■ Required work ■
Change "photo" to "image" everywhere in the data below, copy the rest unchanged, and leave out the pictures.

■ Information supplied ■

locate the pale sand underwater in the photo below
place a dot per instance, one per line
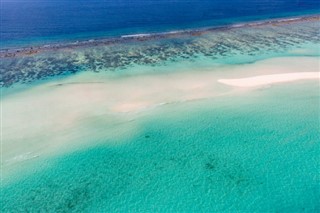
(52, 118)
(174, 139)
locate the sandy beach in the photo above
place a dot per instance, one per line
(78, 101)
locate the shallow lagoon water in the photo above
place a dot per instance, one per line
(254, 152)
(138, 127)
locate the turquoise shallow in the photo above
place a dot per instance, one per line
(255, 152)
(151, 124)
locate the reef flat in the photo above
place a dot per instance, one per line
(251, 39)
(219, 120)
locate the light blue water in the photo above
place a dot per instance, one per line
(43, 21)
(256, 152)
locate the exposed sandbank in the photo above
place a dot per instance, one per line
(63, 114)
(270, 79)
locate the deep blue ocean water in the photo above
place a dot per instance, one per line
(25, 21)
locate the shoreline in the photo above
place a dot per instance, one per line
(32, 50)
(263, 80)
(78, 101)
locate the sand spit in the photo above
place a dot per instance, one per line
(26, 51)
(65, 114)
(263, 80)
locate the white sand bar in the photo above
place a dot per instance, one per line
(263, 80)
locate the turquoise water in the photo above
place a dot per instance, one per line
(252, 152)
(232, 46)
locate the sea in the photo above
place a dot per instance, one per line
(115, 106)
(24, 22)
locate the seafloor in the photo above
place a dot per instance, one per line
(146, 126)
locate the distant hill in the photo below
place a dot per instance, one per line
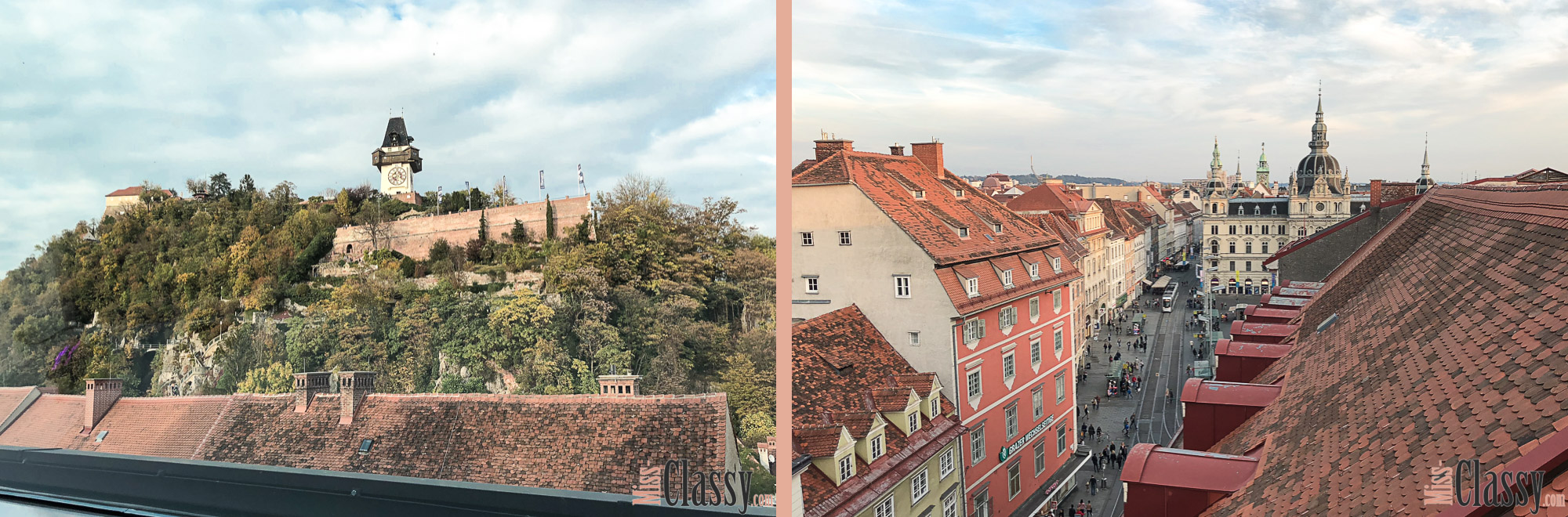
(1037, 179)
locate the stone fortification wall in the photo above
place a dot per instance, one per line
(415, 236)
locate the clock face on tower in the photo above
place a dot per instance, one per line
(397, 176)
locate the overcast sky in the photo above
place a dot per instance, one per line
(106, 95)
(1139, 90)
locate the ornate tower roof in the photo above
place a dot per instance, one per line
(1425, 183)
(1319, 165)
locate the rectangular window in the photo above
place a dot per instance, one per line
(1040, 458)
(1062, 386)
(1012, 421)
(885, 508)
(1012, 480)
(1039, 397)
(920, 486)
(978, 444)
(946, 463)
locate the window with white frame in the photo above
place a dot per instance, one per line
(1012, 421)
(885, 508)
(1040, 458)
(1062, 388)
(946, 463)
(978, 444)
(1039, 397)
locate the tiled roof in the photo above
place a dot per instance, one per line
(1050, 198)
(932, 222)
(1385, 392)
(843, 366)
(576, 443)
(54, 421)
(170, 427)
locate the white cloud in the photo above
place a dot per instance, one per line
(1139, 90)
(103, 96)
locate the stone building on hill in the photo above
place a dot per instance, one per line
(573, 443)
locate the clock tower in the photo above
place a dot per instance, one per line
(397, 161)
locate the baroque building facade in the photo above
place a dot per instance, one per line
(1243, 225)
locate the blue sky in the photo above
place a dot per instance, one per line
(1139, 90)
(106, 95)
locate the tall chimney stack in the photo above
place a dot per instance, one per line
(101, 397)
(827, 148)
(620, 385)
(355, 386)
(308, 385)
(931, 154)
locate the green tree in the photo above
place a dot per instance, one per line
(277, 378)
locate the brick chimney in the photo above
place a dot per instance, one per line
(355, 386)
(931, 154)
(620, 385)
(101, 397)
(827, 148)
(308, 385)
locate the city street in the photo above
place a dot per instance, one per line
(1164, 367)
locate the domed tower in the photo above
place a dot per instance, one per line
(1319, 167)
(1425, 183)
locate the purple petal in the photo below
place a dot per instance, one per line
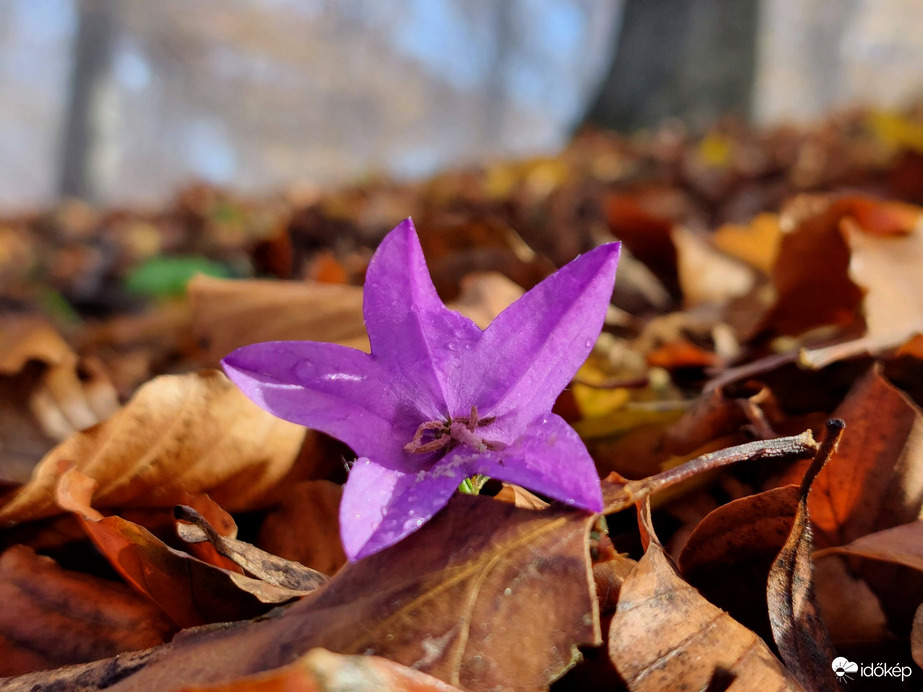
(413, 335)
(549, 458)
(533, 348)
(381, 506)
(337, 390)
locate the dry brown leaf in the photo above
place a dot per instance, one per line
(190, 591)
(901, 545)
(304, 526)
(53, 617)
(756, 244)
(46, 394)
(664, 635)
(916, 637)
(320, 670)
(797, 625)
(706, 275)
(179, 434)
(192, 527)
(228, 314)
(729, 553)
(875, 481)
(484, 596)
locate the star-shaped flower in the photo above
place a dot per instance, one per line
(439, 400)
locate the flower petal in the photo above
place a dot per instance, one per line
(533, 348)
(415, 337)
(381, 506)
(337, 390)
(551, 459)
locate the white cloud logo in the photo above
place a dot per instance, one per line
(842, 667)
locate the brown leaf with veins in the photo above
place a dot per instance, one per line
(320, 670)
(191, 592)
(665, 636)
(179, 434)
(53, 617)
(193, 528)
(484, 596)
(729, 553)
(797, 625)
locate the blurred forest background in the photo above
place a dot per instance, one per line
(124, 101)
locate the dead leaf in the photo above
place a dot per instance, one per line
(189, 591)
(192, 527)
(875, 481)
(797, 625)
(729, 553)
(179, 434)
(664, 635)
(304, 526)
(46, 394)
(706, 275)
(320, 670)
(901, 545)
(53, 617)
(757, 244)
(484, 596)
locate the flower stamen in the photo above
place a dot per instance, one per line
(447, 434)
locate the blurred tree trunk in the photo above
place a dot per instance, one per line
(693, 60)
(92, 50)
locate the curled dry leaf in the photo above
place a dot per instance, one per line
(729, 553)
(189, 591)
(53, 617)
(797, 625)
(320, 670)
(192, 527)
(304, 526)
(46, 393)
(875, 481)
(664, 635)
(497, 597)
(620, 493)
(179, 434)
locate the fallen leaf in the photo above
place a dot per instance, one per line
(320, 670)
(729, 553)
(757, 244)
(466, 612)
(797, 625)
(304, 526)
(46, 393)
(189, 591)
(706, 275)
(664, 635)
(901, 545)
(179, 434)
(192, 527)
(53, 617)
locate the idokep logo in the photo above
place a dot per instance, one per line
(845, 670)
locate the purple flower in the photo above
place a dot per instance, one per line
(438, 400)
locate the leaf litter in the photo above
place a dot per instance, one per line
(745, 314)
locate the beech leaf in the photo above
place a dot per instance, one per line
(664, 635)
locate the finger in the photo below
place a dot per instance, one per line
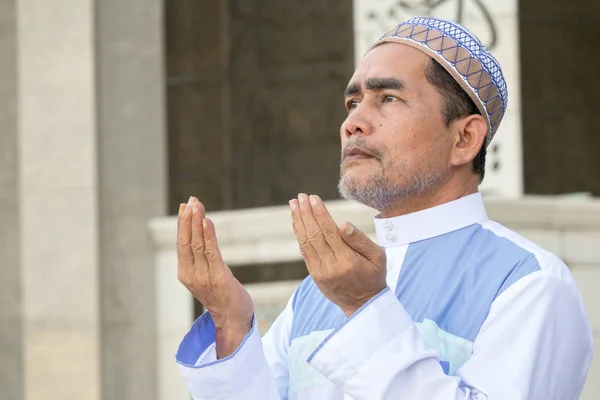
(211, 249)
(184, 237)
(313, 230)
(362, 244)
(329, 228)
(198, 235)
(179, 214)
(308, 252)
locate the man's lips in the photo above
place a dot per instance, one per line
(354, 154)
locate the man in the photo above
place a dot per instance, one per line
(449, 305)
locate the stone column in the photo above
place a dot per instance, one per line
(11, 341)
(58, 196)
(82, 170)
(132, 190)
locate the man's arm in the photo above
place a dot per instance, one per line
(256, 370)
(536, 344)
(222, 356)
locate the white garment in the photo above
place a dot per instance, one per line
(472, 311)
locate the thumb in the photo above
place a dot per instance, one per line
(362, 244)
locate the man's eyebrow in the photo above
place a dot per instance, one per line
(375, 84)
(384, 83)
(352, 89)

■ Reply ■
locate the pale sand underwater in the image below
place a dot per instance, one per line
(52, 118)
(174, 139)
locate the sandy beach in the image above
place a dot per instance, one per line
(78, 101)
locate the shallow lagoon water in the image above
place a dot per instance, one per line
(254, 152)
(138, 127)
locate the turquoise shallow in the image above
place a dot per instance, one per line
(255, 152)
(151, 124)
locate the reef flat in the image above
place a dot per instance, one per line
(251, 39)
(219, 120)
locate the light blue water in the image above
place a dot per instance, one per line
(43, 21)
(256, 152)
locate the exposed sandbank in the image above
place a dot per instance, one per line
(63, 114)
(270, 79)
locate the deep blue ocean water in the image above
place a dot per instance, one per line
(25, 21)
locate the shoreline in the image above
place a dot per instance, one per line
(32, 50)
(263, 80)
(78, 101)
locate the sand spit in the image above
place a dot per instance, one per line
(26, 51)
(65, 114)
(263, 80)
locate the white sand bar in the image above
place a dot per instance, one per line
(263, 80)
locate the turquoise water in the image above
place a dot per instance, one per line
(252, 152)
(232, 46)
locate the sea in the image above
place a dot per instance, one per line
(115, 106)
(24, 22)
locate the seafloor in the image above
place a dot per instance, one per line
(146, 126)
locate the distant hill in the image below
place a dot per instance, one per line
(1037, 179)
locate the stone fortification wall in the image above
place a dot per instance, one per line
(415, 236)
locate the clock face on tower in the image above
place a dot per instance, one per line
(397, 176)
locate the overcast sky in the image above
place a dot per instance, one per line
(106, 95)
(1139, 90)
locate the ornate tower roof in the image above
place a dot per instance, one per line
(1425, 183)
(1319, 165)
locate the rectangular window in the image above
place a dot per instance, one per line
(1040, 458)
(1062, 386)
(1012, 421)
(885, 508)
(1012, 480)
(1039, 397)
(920, 486)
(978, 444)
(946, 463)
locate the window with white frame in the image above
place a dot per instance, one per line
(1012, 421)
(885, 508)
(1040, 458)
(1062, 388)
(946, 463)
(978, 444)
(1039, 397)
locate the tiled roof in the image above
place a dot per instance, one per line
(1050, 198)
(932, 222)
(1385, 392)
(843, 366)
(576, 443)
(54, 421)
(170, 427)
locate the white cloud in the image above
place a dot per instance, one per line
(1139, 90)
(103, 96)
locate the stone building on hill in the image above
place a dot per instance, one per line
(573, 443)
locate the clock tower in the image above
place a dot per instance, one per line
(397, 161)
locate the baroque building facade in the image above
place a dot per instance, one per line
(1243, 225)
locate the blue sky in the image above
place a dot per instance, one per line
(1139, 90)
(106, 95)
locate the tall chimney stack in the image above
place a dot per instance, one per line
(101, 397)
(827, 148)
(620, 385)
(355, 386)
(308, 385)
(931, 154)
locate the green tree in the image above
place a dot per instance, one per line
(277, 378)
locate the brick chimney in the image above
place a dot per instance, one per line
(355, 386)
(931, 154)
(620, 385)
(101, 397)
(827, 148)
(308, 385)
locate the city street in the image above
place a dot per instance, one per line
(1164, 367)
locate the domed tower in the image above
place a dot per instance, one per line
(1319, 167)
(1425, 183)
locate the purple petal in the image below
place a dot per instance, one per line
(413, 335)
(549, 458)
(533, 348)
(381, 506)
(337, 390)
locate the dry brown leaf in the image above
place a dot per instance, one per line
(190, 591)
(901, 545)
(304, 526)
(53, 617)
(756, 244)
(46, 394)
(664, 635)
(916, 637)
(320, 670)
(797, 625)
(706, 275)
(179, 434)
(192, 527)
(228, 314)
(729, 553)
(875, 481)
(484, 596)
locate the star-shaped flower in the image above
place a dot per instance, one per line
(439, 400)
locate the flower petal in the image above
place a dot per instance, one per line
(533, 348)
(415, 337)
(381, 506)
(337, 390)
(551, 459)
locate the white cloud logo in the image above
place a dot per instance, one per line
(842, 667)
locate the brown leaf with veins in the image above
place a dot per instance, one per line
(320, 670)
(191, 592)
(665, 636)
(179, 434)
(53, 617)
(193, 528)
(484, 596)
(729, 553)
(797, 625)
locate the blurred forest background in the image above
place a dot per instance, one per line
(124, 101)
locate the dead leaf in the image above
place a dot per instance, one per line
(189, 591)
(192, 527)
(875, 481)
(797, 625)
(729, 553)
(179, 434)
(664, 635)
(304, 526)
(46, 394)
(706, 275)
(320, 670)
(901, 545)
(53, 617)
(757, 244)
(484, 596)
locate the flower stamen in the image above
place a dot per instance, one per line
(447, 434)
locate the blurred tree trunk in the image above
place a dot per instance, one per line
(693, 60)
(92, 50)
locate the curled dry leaf in the image above
place a dot per instance, one per line
(729, 553)
(189, 591)
(53, 617)
(797, 625)
(320, 670)
(192, 527)
(304, 526)
(46, 393)
(875, 481)
(664, 635)
(497, 597)
(620, 493)
(179, 434)
locate the fallen leaf in the image above
place a dot per instance, one per line
(320, 670)
(729, 553)
(757, 244)
(466, 612)
(797, 625)
(304, 526)
(46, 393)
(189, 591)
(706, 275)
(664, 635)
(901, 545)
(179, 434)
(192, 527)
(53, 617)
locate the idokep logo in the image above
place a dot per instance, one per line
(845, 670)
locate the purple flower in the image above
place a dot per instance, one per line
(438, 400)
locate the leaf litter in the image above
place a dot per instance, one per line
(745, 314)
locate the beech leaf in the image above
place a dot per instance, one per line
(664, 635)
locate the finger in the image below
place a dot per instance, one per line
(211, 249)
(184, 237)
(313, 230)
(362, 244)
(329, 228)
(198, 235)
(179, 214)
(308, 252)
locate the man's lips in the image above
place a dot per instance, one per line
(354, 154)
locate the man in the image above
place a dot per instance, one per line
(449, 305)
locate the stone column in the image above
place a dot per instance, one per line
(11, 341)
(58, 196)
(82, 170)
(132, 190)
locate the man's arm in the image above
place a dot per instance, one per line
(256, 370)
(536, 344)
(222, 356)
locate the white garment in the image above
place a dot per instance, one per line
(472, 311)
locate the thumb in the image above
place a dot per instance, one per line
(362, 244)
locate the man's eyebrow in the image above
place a dot per instance, one per line
(375, 84)
(384, 83)
(352, 89)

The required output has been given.